::: DOCUMENT EXTRACT :::

But this is an ideological fairy-tale. As Michael Hudson describes in his brilliant histories of jubilee – debt cancellation – through history, societies that unfailingly prioritize the claims of lenders over borrowers eventually collapse:

Foundationally, debts are amassed by producers who need to borrow capital to make the things that we all need. A farmer needs to borrow for seed and equipment and labor in order to sow and reap the harvest. If the harvest comes in, the farmer pays their debts. But not every harvest comes in – blight, storms, war or sickness – will eventually cause a failure and a default.

In those bad years, farmers don't pay their debts, and then they add to them, borrowing for the next year. Even if that year's harvest is good, some debt remains. Gradually, over time, farmers catch enough bad beats that they end up hopelessly mired in debt – debt that is passed on to their kids, just as the right to collect the debts are passed on to the lenders' kids.

Left on its own, this splits society into hereditary creditors who get to dictate the conduct of hereditary debtors. Run things this way long enough and every farmer finds themselves obliged to grow ornamental flowers and dainties for their creditors' dinner tables, while everyone else goes hungry – and society collapses.

The answer is jubilee: periodically zeroing out creditors' claims by wiping all debts away. Jubilees were declared when a new king took the throne, or at set intervals, or whenever things got too lopsided. The point of capital allocation is efficiency and thus shared prosperity, not enriching capital allocators. That enrichment is merely an incentive, not the goal.

For generations, American policy has been to make housing asset appreciation the primary means by which families amass and pass on wealth; this is in contrast to, say, labor rights, which produce wealth by rewarding work with more pay and benefits. The American vision is that workers don't need rights as workers, they need rights as owners – of homes, which will always increase in value.

There's an obvious flaw in this logic: houses are necessities, as well as assets. You need a place to live in order to raise a family, do a job, found a business, get an education, recover from sickness or live out your retirement. Making houses monotonically more expensive benefits the people who get in early, but everyone else ends up crushed when their human necessity is treated as an asset:

Worse: without a strong labor sector to provide countervailing force for capital, US politics has become increasingly friendly to rent-seekers of all kinds, who have increased the cost of health-care, education, and long-term care to eye-watering heights, forcing workers to remortgage, or sell off, the homes that were meant to be the source of their family's long-term prosperity:

Today, reality's leftist bias is getting harder and harder to ignore. The idea that people who buy debt at pennies on the dollar should be cheered on as they drain the bank-accounts – or seize the homes – of people who do productive work is pure ideology, the kind of thing you'd expect to see on the WSJ's editorial page, but which sticks out like a sore thumb in the news pages.

::: DATA :::

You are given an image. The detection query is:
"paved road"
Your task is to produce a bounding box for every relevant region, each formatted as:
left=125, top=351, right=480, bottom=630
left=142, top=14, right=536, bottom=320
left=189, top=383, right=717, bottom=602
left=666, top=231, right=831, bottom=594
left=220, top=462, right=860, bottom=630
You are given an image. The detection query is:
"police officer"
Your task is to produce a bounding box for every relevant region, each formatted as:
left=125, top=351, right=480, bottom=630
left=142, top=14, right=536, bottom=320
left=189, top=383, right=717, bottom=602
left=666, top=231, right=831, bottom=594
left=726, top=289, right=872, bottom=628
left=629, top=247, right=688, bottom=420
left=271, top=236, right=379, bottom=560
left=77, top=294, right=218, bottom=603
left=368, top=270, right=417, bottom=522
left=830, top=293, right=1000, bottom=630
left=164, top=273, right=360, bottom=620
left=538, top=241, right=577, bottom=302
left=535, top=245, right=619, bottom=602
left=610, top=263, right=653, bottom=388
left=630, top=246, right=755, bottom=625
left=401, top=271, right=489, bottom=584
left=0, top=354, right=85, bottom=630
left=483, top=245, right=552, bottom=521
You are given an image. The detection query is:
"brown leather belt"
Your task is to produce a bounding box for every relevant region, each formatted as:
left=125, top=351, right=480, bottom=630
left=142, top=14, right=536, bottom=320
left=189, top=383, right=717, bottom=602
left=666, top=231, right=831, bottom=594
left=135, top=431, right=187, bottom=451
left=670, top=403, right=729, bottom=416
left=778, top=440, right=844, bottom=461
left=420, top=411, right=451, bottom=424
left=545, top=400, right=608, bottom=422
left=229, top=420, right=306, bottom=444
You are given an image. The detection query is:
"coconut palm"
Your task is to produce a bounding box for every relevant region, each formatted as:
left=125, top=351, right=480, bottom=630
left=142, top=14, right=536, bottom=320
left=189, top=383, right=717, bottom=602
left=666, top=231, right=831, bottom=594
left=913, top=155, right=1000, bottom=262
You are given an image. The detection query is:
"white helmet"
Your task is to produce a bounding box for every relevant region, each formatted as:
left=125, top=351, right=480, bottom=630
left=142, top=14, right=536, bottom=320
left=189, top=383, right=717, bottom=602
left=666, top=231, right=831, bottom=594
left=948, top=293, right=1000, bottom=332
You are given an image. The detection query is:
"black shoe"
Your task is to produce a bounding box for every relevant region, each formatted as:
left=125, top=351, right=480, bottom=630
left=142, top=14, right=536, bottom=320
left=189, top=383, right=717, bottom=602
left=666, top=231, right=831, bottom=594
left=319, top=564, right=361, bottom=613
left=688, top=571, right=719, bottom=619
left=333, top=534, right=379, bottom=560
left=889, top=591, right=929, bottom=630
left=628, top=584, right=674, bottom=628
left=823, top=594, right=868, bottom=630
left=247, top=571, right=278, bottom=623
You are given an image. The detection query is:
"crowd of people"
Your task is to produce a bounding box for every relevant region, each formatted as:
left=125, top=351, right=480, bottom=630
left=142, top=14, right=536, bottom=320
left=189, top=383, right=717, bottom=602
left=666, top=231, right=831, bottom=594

:::

WORK REQUEST 1 » Sum up the essay on debt and housing in two sentences.
WORK REQUEST 2 » According to the essay on debt and housing, on what occasions were jubilees declared?

EXERCISE OUTPUT 1 » Drawing on Michael Hudson's histories of jubilee, the essay argues that societies that always favor lenders over borrowers eventually collapse, because debts from bad harvests accumulate and pass to the next generation, splitting society into hereditary creditors and debtors until jubilees wipe all debts away. It then faults American policy for making rising home values the main way families build wealth instead of labor rights, since houses are necessities, and rent-seekers have pushed up the costs of health care, education, and long-term care until workers must remortgage or sell their homes.

EXERCISE OUTPUT 2 » Jubilees were declared when a new king took the throne, at set intervals, or whenever things got too lopsided.